## EXTRAIT DU DOCUMENT
* * * * * * * * *

Dix ans après la création du logement intermédiaire, l’État impulse une nouvelle dynamique pour soutenir et amplifier ce segment de marché. Une politique bienvenue, mais dont l’impact immédiat n’est pas assuré. 

Yann Gerard

Publié le 19/04/2024

 

Le gouvernement a annoncé le 20 mars dernier la signature d’un « pacte pour le logement [locatif] intermédiaire » (LLI), avec un certain nombre de représentants de la filière, principalement les bailleurs. Selon ses termes, les « opérateurs » soutenus par une série de mesures gouvernementales seraient engagés à « un doublement de la production de nouveaux LLI entre 2024 et 2026, notamment grâce à un nouveau fonds institutionnel dédié, en passant progressivement de 15 000 logements à 30 000 logements annuels, soit environ 75 000 logements en trois ans. »

Rappelons que le logement locatif intermédiaire, créé en 2014, est destiné aux ménages aux revenus « intermédiaires » entre le plafond d’éligibilité au logement social et les prix du marché libre. À cette fin, il bénéficie déjà d’une TVA à 10 % ainsi que d’un crédit d’impôt équivalent à la taxe foncière. Son essor ces dernières années a principalement été porté par CDC-Habitat et INL’I, même si un nombre croissant de bailleurs prennent position sur ce segment. On se souvient que, pour remédier à l’arrêt des ventes de logements neufs au détail lors de la crise sanitaire de 2020 et en 2023 dans le cadre de la crise actuelle, CDC-H et INL’I ont racheté plusieurs dizaines de milliers de logements dans des opérations de promotion immobilière en difficulté. 

« Réorienter l’effort national sur les investisseurs institutionnels »

Pour autant, dix ans après sa création, ce sont bien, à nouveau, les territoires, leurs opérateurs et les investisseurs institutionnels que le pacte entend soutenir et encourager à produire une offre locative intermédiaire, au moment où le marché locatif connaît des tensions importantes. Entre autres circonstances défavorables (passoires thermiques retirées du marché, ralentissement des ventes dans le neuf et l'ancien), l’arrêt annoncé du dispositif Pinel a largement fait baisser la production de logements locatifs visant la même clientèle que le LLI. Ce dernier viendrait donc pour partie s’y substituer.

* * * * * * * * *

## INFORMATIONS EXTRAITES
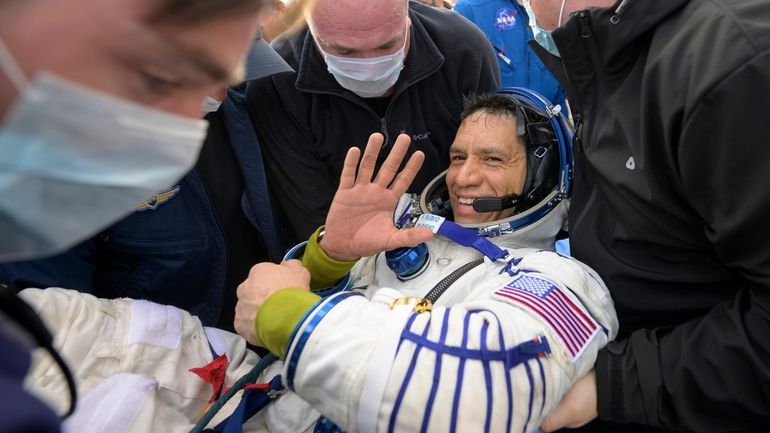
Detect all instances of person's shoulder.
[409,2,487,51]
[455,0,500,9]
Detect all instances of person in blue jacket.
[0,39,291,330]
[454,0,567,113]
[0,0,280,433]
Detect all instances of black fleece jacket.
[539,0,770,432]
[247,2,500,240]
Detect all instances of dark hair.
[460,93,521,123]
[148,0,275,23]
[460,93,559,208]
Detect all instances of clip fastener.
[390,296,433,314]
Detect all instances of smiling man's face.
[0,0,258,117]
[446,111,527,224]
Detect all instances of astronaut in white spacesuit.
[21,89,618,433]
[236,89,618,432]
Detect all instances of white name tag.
[414,214,446,233]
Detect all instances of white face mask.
[524,0,567,57]
[0,41,207,261]
[316,28,409,98]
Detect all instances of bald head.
[308,0,408,57]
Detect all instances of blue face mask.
[524,0,567,57]
[0,41,206,261]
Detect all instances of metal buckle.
[390,296,433,314]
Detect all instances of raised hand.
[320,134,433,260]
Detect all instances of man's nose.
[456,158,481,186]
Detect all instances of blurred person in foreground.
[0,0,292,432]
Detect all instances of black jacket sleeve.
[597,52,770,432]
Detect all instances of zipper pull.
[572,114,583,152]
[578,11,593,39]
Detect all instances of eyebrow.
[324,36,403,54]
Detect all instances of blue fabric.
[0,322,60,433]
[204,376,284,433]
[388,314,430,433]
[0,86,283,326]
[449,314,471,433]
[0,165,226,325]
[438,220,508,261]
[454,0,567,110]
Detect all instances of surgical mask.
[0,41,207,261]
[317,27,409,98]
[524,0,567,57]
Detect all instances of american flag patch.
[492,274,600,362]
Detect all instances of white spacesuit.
[276,91,618,432]
[19,90,618,433]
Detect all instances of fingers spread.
[375,134,412,188]
[358,133,384,183]
[391,151,425,196]
[339,147,361,189]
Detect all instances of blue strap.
[438,220,508,262]
[204,376,284,433]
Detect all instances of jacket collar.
[553,0,690,66]
[534,0,690,112]
[295,9,444,97]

* * * * * * * * *

Recopiez, s'il vous plaît, le passage de l'article sur le logement intermédiaire qui s'ouvre sur les mots contenant "Pour autant, dix" et se termine par "partie s’y substituer.", en substituant "fortes tensions" à "tensions importantes". Ce matériau provient d'une autre source.

Pour autant, dix ans après sa création, ce sont bien, à nouveau, les territoires, leurs opérateurs et les investisseurs institutionnels que le pacte entend soutenir et encourager à produire une offre locative intermédiaire, au moment où le marché locatif connaît des fortes tensions. Entre autres circonstances défavorables (passoires thermiques retirées du marché, ralentissement des ventes dans le neuf et l'ancien), l’arrêt annoncé du dispositif Pinel a largement fait baisser la production de logements locatifs visant la même clientèle que le LLI. Ce dernier viendrait donc pour partie s’y substituer.